**** Extracted records
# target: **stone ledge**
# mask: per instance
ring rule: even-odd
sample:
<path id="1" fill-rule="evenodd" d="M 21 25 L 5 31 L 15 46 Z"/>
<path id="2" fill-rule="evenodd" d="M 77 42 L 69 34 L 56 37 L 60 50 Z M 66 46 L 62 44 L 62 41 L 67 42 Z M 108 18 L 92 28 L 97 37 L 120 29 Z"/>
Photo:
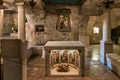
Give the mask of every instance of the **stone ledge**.
<path id="1" fill-rule="evenodd" d="M 42 55 L 43 46 L 32 46 L 32 54 L 39 54 Z"/>
<path id="2" fill-rule="evenodd" d="M 120 56 L 114 53 L 106 55 L 107 67 L 120 76 Z"/>

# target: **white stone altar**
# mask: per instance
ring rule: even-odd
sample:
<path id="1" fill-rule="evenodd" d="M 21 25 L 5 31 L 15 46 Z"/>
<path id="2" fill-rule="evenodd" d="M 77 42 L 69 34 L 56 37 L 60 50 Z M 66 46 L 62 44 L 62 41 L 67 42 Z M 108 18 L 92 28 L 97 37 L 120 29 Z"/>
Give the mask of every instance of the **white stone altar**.
<path id="1" fill-rule="evenodd" d="M 84 76 L 85 45 L 83 43 L 48 41 L 44 49 L 46 76 Z"/>

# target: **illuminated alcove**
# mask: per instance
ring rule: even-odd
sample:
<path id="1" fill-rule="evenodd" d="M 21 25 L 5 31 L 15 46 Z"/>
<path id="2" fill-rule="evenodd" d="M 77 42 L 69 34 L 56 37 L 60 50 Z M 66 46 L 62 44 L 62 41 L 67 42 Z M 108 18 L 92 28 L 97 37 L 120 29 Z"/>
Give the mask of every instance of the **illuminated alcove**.
<path id="1" fill-rule="evenodd" d="M 51 50 L 50 75 L 79 75 L 78 50 Z"/>

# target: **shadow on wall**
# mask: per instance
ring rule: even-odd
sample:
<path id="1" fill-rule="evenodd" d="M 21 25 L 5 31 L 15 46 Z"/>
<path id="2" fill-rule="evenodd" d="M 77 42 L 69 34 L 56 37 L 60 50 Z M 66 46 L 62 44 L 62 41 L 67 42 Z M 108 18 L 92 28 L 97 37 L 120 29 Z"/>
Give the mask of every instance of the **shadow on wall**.
<path id="1" fill-rule="evenodd" d="M 111 38 L 114 44 L 120 44 L 120 26 L 111 31 Z"/>

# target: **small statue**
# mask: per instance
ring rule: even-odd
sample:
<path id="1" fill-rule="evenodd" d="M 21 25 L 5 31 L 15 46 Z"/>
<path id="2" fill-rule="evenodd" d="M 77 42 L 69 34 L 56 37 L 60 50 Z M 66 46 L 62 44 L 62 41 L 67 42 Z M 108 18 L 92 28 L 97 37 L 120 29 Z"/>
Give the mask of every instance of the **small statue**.
<path id="1" fill-rule="evenodd" d="M 57 68 L 58 72 L 68 72 L 69 71 L 69 67 L 68 64 L 60 64 Z"/>

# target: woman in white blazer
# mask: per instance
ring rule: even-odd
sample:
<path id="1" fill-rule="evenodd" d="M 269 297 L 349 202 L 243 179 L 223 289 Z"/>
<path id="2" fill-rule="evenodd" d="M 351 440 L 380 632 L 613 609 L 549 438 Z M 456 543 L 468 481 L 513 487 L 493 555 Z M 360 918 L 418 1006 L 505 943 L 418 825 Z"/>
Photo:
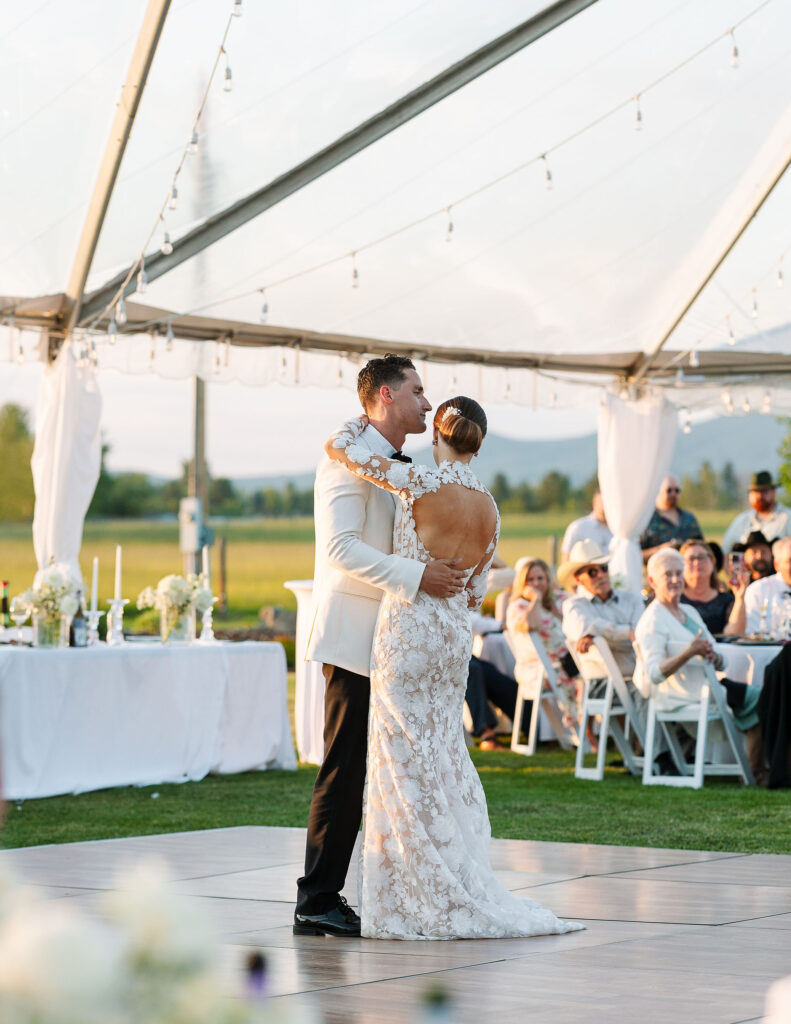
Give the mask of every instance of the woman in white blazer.
<path id="1" fill-rule="evenodd" d="M 700 701 L 711 681 L 707 663 L 722 671 L 726 662 L 697 610 L 681 604 L 684 559 L 678 551 L 661 548 L 648 559 L 647 571 L 656 596 L 635 629 L 634 683 L 654 698 L 658 711 L 675 711 Z M 725 692 L 736 725 L 744 732 L 757 727 L 758 689 L 726 680 Z"/>

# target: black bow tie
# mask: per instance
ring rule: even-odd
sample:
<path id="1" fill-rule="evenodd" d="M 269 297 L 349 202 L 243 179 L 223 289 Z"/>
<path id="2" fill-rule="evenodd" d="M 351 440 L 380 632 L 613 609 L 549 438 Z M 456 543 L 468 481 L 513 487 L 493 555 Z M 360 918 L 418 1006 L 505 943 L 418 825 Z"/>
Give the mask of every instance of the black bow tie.
<path id="1" fill-rule="evenodd" d="M 391 459 L 395 459 L 396 462 L 411 462 L 412 460 L 408 455 L 404 455 L 403 452 L 393 452 L 390 456 Z"/>

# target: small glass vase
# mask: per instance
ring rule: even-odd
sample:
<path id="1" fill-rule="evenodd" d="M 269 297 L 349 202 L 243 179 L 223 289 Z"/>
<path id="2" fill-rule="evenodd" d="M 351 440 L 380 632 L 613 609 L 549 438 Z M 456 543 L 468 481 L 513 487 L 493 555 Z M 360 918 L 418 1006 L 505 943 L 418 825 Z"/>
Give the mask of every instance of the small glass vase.
<path id="1" fill-rule="evenodd" d="M 34 647 L 68 647 L 68 615 L 41 615 L 33 612 Z"/>
<path id="2" fill-rule="evenodd" d="M 163 644 L 195 643 L 195 609 L 177 608 L 159 613 L 159 635 Z"/>

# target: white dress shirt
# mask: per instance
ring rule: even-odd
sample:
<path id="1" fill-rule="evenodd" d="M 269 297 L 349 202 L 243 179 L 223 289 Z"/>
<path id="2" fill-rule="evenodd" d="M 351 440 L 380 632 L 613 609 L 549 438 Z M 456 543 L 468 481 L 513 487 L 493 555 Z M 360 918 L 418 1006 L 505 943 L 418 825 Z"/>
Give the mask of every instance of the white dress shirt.
<path id="1" fill-rule="evenodd" d="M 569 523 L 566 527 L 566 532 L 563 534 L 563 543 L 560 545 L 560 550 L 563 552 L 564 557 L 571 551 L 578 540 L 595 541 L 606 554 L 610 550 L 612 531 L 606 523 L 599 522 L 591 512 L 590 515 L 583 516 L 582 519 L 575 519 L 573 523 Z"/>
<path id="2" fill-rule="evenodd" d="M 751 583 L 744 594 L 744 610 L 747 612 L 746 630 L 757 633 L 761 626 L 761 605 L 766 601 L 766 625 L 771 628 L 772 613 L 775 605 L 782 608 L 783 597 L 791 594 L 791 585 L 786 583 L 779 572 L 774 576 L 765 576 L 762 580 Z"/>
<path id="3" fill-rule="evenodd" d="M 634 650 L 629 633 L 640 621 L 644 608 L 642 597 L 631 590 L 613 590 L 609 600 L 602 601 L 584 587 L 577 587 L 574 597 L 563 605 L 563 632 L 569 647 L 583 636 L 604 637 L 618 668 L 624 676 L 631 676 Z"/>
<path id="4" fill-rule="evenodd" d="M 762 533 L 770 544 L 778 537 L 791 537 L 791 508 L 778 501 L 772 511 L 763 516 L 751 508 L 740 512 L 725 531 L 722 550 L 726 555 L 730 554 L 734 544 L 744 544 L 749 534 L 756 531 Z"/>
********
[What the exercise asks] Scan the records above and report every line with the string "target".

[Response to this task]
# target: **stone ledge**
# target: **white stone altar**
# target: **illuminated alcove**
# target: **shadow on wall**
# target: **small statue**
# target: woman in white blazer
# target: black bow tie
# target: small glass vase
# target: white dress shirt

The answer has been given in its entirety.